Escreva a continuação do texto sobre testamentos, a começar depois da última frase.

- [EXCERTO FORNECIDO]:
****************

Pode tratar da sua herança quem é maior de idade. A outra condição para poder ser testador, ou seja, para poder fazer um testamento, é que não exista interdição por incapacidade psíquica. As pessoas invisuais ou analfabetas só podem ter um testamento público.
Um testamento pode não ser definitivo. Pode ser revogado, de forma expressa, tácita ou real:
- Se mudar de ideias, pode recorrer à revogação expressa, que pode ser feita através de novo testamento ou escritura pública em que declara expressamente que pretende revogar o anterior testamento;
- A revogação tácita pressupõe que existe um segundo testamento onde existe uma incompatibilidade com o primeiro. Nesse caso, o primeiro testamento é revogado (fica sem efeito) na parte em que é incompatível com o mais recente;
- A revogação real pode ocorrer em dois casos: por destruição física do documento (aplicável apenas aos testamentos cerrados) e por inexistência ou transformação da herança (por exemplo, um carro que é vendido antes do óbito).
Tome Nota:
A revogação de um testamento pode ser total se foram revogadas todas as disposições, ou parcial, se só parte delas forem revogadas.
Testamento público e testamento cerrado
Em Portugal, existem dois tipos de testamento:
- Público: quando é escrito no Cartório Notarial;
- Cerrado: se for escrito pela pessoa que deixa os bens ou por alguém a seu pedido, como um advogado. Depois de escrito e assinado, o testamento deve ser levado a um cartório notarial para ser aprovado. De outra forma não tem valor jurídico. Depois, o testamento pode ser guardado pelo seu autor, entregue a outra pessoa ou depositado numa repartição notarial (a da aprovação ou outra).

****************

- [Registos extraídos]:
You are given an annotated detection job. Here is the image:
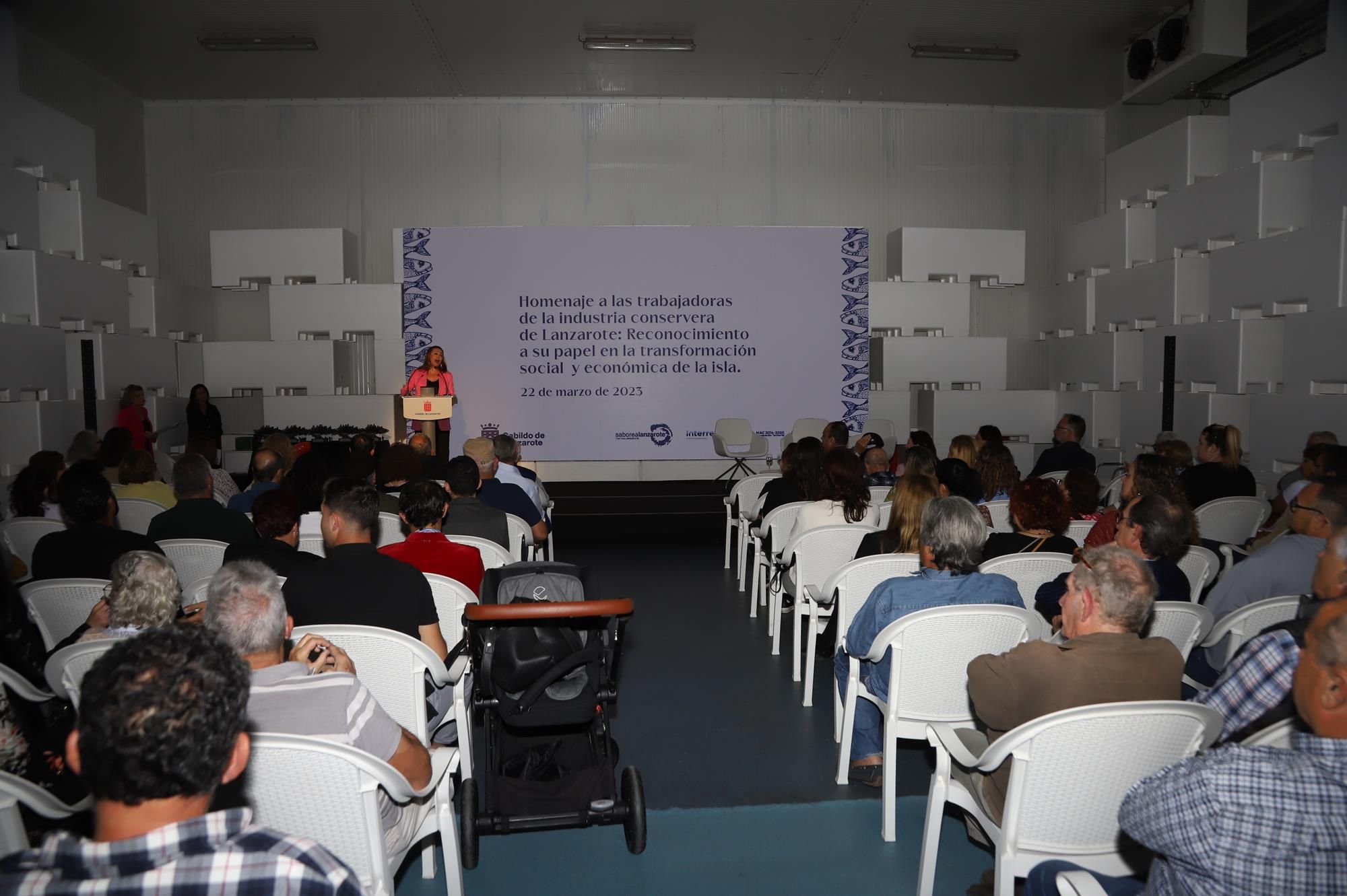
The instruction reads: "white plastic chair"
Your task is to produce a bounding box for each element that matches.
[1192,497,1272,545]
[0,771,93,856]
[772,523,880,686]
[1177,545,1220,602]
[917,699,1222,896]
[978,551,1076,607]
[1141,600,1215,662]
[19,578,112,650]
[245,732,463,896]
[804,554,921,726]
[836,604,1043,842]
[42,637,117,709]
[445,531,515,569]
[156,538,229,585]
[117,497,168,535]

****************

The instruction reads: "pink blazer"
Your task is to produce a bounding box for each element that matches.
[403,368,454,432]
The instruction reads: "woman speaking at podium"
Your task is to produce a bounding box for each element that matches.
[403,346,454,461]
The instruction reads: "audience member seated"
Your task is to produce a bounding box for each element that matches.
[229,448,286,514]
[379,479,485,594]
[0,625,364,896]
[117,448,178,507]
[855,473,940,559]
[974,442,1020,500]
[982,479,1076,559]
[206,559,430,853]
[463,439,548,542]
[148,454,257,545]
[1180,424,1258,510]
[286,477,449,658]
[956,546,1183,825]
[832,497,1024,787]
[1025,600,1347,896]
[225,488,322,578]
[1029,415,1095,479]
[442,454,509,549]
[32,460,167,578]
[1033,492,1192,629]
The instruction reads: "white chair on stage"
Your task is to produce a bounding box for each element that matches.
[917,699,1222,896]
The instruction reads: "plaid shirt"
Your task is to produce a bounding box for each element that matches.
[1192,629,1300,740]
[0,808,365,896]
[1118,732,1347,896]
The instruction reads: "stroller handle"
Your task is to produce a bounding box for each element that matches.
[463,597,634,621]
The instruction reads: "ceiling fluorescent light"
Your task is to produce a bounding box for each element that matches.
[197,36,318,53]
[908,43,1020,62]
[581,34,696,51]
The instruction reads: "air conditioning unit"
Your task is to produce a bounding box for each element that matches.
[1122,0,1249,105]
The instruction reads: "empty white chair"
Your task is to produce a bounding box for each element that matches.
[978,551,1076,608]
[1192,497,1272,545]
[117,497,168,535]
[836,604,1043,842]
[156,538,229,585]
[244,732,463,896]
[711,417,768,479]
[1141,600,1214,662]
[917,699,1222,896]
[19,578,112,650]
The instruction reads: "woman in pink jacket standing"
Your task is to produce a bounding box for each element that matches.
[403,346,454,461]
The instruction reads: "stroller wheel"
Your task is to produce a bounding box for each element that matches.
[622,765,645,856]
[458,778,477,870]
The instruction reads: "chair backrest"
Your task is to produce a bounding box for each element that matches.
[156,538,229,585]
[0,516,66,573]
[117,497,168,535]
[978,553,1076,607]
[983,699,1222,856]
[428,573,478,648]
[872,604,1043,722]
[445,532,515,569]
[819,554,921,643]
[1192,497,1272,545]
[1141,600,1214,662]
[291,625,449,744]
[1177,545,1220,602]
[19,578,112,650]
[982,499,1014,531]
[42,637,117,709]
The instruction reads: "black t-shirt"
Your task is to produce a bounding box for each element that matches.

****************

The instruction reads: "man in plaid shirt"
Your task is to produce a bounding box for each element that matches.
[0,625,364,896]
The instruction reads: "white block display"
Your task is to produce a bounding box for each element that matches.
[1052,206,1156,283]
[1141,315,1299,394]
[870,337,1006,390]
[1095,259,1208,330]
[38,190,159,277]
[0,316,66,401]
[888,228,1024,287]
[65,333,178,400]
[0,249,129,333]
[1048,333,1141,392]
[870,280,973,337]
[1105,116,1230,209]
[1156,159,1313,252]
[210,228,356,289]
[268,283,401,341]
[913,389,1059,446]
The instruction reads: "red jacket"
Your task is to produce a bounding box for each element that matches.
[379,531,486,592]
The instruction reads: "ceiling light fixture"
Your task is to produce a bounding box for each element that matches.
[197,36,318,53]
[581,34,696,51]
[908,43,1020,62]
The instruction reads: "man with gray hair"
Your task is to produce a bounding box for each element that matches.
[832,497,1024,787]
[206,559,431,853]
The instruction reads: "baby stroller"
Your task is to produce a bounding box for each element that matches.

****************

- [RESULTADO DO EXERCÍCIO]:
Tome Nota:
Caso faça um testamento cerrado e o entregue a alguém da sua confiança, essa pessoa deve, no prazo de três dias após ter conhecimento do óbito, apresentar o documento ao notário.
Quem pode e não pode herdar?
Animais de companhia não podem ser herdeiros. Já pessoas que fiquem encarregues de tomar conta deles podem ser beneficiárias de um testamento.
Mas existem mais interdições. Se a pessoa com quem o testador era casado tiver cometido adultério, não pode herdar. Também a pessoa que vivia em união de facto com o falecido (não é equiparado a cônjuge) fica impedida de ser beneficiária a menos que haja vontade expressa em testamento.
Um condenado ou cúmplice de homicídio, ainda que apenas na forma tentada, contra o autor da herança, seu cônjuge, ascendentes e descendentes também não pode herdar.
Médicos, enfermeiros e sacerdotes que prestaram assistência a alguém que esteve doente e faleceu em consequência dessa doença também não podem constar do seu testamento.
Já entidades coletivas (como instituições e o Estado) podem ser herdeiras.
A capacidade sucessória é igualmente válida para descendentes que podem ter sido concebidos, mas ainda não tiverem nascido aquando da morte do testador.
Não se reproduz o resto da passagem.